◆ **WHAT YOU SHOULD DO**
Reproduce the abstract on hypergraph spectra and the linear programming bound word for word.

◆ **DOCUMENT PASSAGE**

>> BEGIN

On the spectrum and linear programming bound for hypergraphs
Abstract
The spectrum of a graph is closely related to many graph parameters. In particular, the spectral gap of a regular graph which is the difference between its valency and second eigenvalue, is widely seen an algebraic measure of connectivity and plays a key role in the theory of expander graphs. In this paper, we extend previous work done for graphs and bipartite graphs and present a linear programming method for obtaining an upper bound on the order of a regular uniform hypergraph with prescribed distinct eigenvalues. Furthermore, we obtain a general upper bound on the order of a regular uniform hypergraph whose second eigenvalue is bounded by a given value. Our results improve and extend previous work done by Feng-Li (1996) on Alon-Boppana theorems for regular hypergraphs and by Dinitz-Schapira-Shahaf (2020) on the Moore or degree-diameter problem. We also determine the largest order of an $r$-regular $u$-uniform hypergraph with second eigenvalue at most $\theta$ for several parameters $(r,u,\theta)$. In particular, orthogonal arrays give the structure of the largest hypergraphs with second eigenvalue at most $1$ for every sufficiently large $r$. Moreover, we show that a generalized Moore geometry has the largest spectral gap among all hypergraphs of that order and degree.

>> END

[Extracted data entries]
>> BEGIN

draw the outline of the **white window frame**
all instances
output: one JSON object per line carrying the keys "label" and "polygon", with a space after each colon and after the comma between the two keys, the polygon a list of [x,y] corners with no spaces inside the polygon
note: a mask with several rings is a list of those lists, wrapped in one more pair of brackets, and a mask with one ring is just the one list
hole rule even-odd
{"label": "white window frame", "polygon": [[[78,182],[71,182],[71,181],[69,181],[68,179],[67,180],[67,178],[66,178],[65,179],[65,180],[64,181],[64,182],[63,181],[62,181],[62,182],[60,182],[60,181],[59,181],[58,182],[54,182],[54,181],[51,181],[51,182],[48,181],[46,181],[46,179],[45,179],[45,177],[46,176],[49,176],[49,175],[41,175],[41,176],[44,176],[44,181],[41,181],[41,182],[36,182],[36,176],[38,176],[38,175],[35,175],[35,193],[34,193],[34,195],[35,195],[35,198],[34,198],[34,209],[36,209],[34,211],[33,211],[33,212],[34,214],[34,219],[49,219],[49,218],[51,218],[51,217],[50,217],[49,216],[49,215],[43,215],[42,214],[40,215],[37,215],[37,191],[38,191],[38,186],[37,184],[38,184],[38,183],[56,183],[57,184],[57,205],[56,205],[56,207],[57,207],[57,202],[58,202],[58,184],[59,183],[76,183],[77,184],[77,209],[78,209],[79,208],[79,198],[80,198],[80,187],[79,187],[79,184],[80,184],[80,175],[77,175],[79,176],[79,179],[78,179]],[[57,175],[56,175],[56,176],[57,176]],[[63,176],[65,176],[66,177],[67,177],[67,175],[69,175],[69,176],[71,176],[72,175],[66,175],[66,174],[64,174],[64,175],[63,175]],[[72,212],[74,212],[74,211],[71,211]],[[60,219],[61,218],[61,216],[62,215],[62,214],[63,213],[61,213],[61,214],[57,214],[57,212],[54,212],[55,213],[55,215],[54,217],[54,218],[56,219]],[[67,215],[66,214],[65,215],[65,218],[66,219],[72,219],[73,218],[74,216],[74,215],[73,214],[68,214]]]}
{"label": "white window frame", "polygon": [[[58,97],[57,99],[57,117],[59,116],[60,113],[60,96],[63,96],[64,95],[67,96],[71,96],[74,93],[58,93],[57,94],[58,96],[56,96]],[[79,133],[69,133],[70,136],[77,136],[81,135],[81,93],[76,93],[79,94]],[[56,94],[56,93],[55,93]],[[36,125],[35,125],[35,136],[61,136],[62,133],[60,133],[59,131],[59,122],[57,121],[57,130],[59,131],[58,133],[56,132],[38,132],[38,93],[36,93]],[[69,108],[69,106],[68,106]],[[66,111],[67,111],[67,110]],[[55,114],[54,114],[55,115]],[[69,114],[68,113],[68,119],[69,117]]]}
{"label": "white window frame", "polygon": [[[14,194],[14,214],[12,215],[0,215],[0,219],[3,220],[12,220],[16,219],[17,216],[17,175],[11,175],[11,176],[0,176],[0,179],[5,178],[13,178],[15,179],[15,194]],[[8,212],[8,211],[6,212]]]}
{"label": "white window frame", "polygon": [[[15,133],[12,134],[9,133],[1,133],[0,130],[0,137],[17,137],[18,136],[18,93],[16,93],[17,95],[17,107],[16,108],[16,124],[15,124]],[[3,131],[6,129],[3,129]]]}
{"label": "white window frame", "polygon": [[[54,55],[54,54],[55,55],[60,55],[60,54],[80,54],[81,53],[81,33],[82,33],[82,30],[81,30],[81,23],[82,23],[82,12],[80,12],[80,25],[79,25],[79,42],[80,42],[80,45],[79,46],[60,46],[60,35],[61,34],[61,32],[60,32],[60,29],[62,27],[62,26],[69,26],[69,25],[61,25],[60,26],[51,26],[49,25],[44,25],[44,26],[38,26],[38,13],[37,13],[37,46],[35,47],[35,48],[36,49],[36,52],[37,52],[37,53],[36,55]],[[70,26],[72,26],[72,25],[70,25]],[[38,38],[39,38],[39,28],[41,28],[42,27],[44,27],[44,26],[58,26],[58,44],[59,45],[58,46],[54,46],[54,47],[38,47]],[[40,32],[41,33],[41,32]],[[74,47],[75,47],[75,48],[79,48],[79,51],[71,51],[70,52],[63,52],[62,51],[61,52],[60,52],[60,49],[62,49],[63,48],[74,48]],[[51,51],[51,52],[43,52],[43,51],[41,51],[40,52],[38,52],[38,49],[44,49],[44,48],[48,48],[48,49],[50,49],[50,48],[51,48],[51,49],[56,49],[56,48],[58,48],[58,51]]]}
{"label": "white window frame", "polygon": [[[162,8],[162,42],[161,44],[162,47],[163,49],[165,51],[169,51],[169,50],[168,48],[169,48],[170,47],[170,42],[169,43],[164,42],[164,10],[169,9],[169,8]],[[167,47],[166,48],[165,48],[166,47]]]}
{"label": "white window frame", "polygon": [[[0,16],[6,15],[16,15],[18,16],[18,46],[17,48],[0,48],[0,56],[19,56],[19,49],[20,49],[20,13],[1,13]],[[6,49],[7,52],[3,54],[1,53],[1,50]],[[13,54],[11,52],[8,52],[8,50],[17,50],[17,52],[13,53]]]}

>> END

◆ **CORRECT ANSWER**
On the spectrum and linear programming bound for hypergraphs
Abstract
The spectrum of a graph is closely related to many graph parameters. In particular, the spectral gap of a regular graph which is the difference between its valency and second eigenvalue, is widely seen an algebraic measure of connectivity and plays a key role in the theory of expander graphs. In this paper, we extend previous work done for graphs and bipartite graphs and present a linear programming method for obtaining an upper bound on the order of a regular uniform hypergraph with prescribed distinct eigenvalues. Furthermore, we obtain a general upper bound on the order of a regular uniform hypergraph whose second eigenvalue is bounded by a given value. Our results improve and extend previous work done by Feng-Li (1996) on Alon-Boppana theorems for regular hypergraphs and by Dinitz-Schapira-Shahaf (2020) on the Moore or degree-diameter problem. We also determine the largest order of an $r$-regular $u$-uniform hypergraph with second eigenvalue at most $\theta$ for several parameters $(r,u,\theta)$. In particular, orthogonal arrays give the structure of the largest hypergraphs with second eigenvalue at most $1$ for every sufficiently large $r$. Moreover, we show that a generalized Moore geometry has the largest spectral gap among all hypergraphs of that order and degree.